- [Что сделать]
1. Назовите все фильмы, упомянутые в тексте об Элине Быстрицкой, и укажите при каждом его режиссера.
2. Подхватите текст об Элине Быстрицкой и продолжите его с того места, где он заканчивается.

- [Текст для чтения]
«Не созданы мы для легких путей»: вспоминаем Элину Быстрицкую

Ее отличали одновременно монументальность и романтичность, и в этом плане равных Элине Быстрицкой в нашем киноискусстве, пожалуй, не было. 

Участием в трех фильмах второй половины 1950-х актриса на столетия вписала себя в историю отечественной культуры. Три красавицы из «Неоконченной повести» Фридриха Эрмлера, «Тихого Дона» Сергея Герасимова и «Добровольцев» Юрия Егорова утвердили ни много ни мало новый мифопоэтический канон.


Участковый врач Елизавета Муромцева, донская казачка Аксинья Астахова и комсомолка Леля Теплова парадоксально сочетали в себе эдакую надмирную приподнятость, парение над повседневностью с психологической достоверностью. Эти образы властно манили и в то же время удерживали на известной дистанции своей неприступностью, недосягаемостью. Быстрицкая мгновенно влюбляла в себя, а затем методично осаживала, отстраняла, отрезвляла. Успех ее работ в тот период был фееричен и мало с чем сравним. Стремительно превратившись в легенду, она влилась в труппу Малого театра и... практически прекратила сниматься в кино, если не брать во внимание несколько проходных картин в 1960-е и что-то совершенно необязательное в постсоветский период. Судьба артистки отчасти схожа с историей Татьяны Самойловой, у которой также после трех ослепительных работ раннего периода наступили десятилетия творческого простоя и едва ли не забвения.

- [Данные]
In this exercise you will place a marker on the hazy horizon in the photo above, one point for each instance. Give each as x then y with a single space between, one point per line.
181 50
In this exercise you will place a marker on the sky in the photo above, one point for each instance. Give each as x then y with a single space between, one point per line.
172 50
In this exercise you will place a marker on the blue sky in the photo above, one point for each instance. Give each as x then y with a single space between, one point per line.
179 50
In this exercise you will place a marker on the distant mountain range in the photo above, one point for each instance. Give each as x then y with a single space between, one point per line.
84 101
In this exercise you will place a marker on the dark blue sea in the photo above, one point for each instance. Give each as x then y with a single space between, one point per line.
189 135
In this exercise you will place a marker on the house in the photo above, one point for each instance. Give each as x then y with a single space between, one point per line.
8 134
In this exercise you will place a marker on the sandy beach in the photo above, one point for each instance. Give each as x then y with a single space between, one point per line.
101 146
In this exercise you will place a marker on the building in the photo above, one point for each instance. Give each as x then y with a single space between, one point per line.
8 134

---

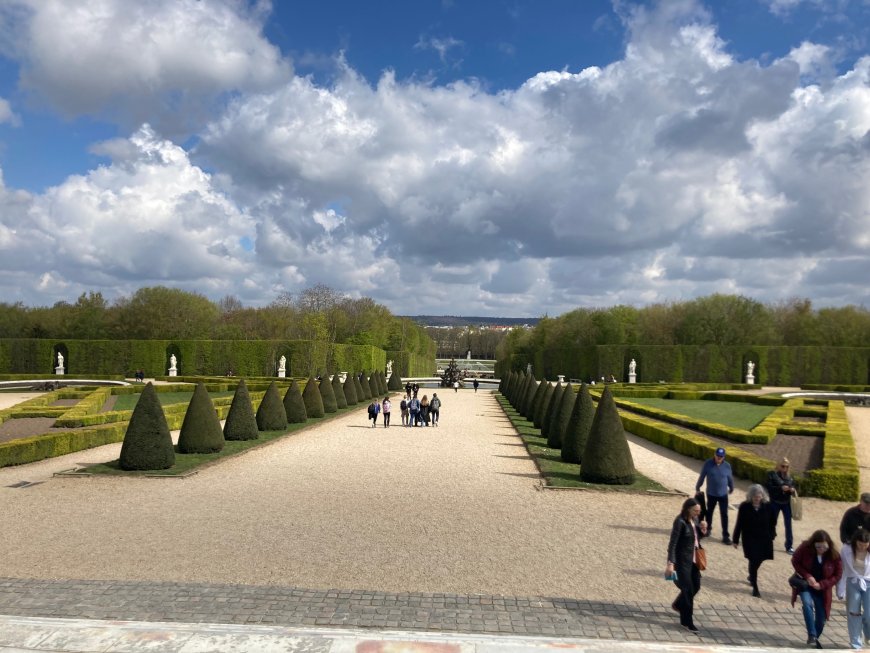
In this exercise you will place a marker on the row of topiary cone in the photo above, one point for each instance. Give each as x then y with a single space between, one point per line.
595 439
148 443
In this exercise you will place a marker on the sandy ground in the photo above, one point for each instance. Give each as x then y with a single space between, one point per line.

- [Ответы по порядку]
1.
«Неоконченная повесть», режиссер Фридрих Эрмлер
«Тихий Дон», режиссер Сергей Герасимов
«Добровольцы», режиссер Юрий Егоров

2.
Ну а в Малом театре Быстрицкая была примой и «безупречной героиней» почти все отпущенное ей время жизни. В социальном измерении она тоже была на виду, работая в различных общественных организациях, долгое время возглавляя (отнюдь не номинально) всесоюзную Федерацию художественной гимнастики, активно участвуя в работе еще одной федерации — спортивного бильярда. Элина Авраамовна нередко давала интервью, и ее публичные выступления выделялись продуманностью, максимальной ответственностью — в первую очередь перед самой собой. Актриса неукоснительно соблюдала правила хорошего тона, не говорила лишнего, зато аккуратно, грамотно оглашала то, что выгодным образом работало на ее сложившийся в общественном сознании образ суперзвезды (проделывая тем самым огромную работу, которую отечественные знаменитости делать, как правило, ленились).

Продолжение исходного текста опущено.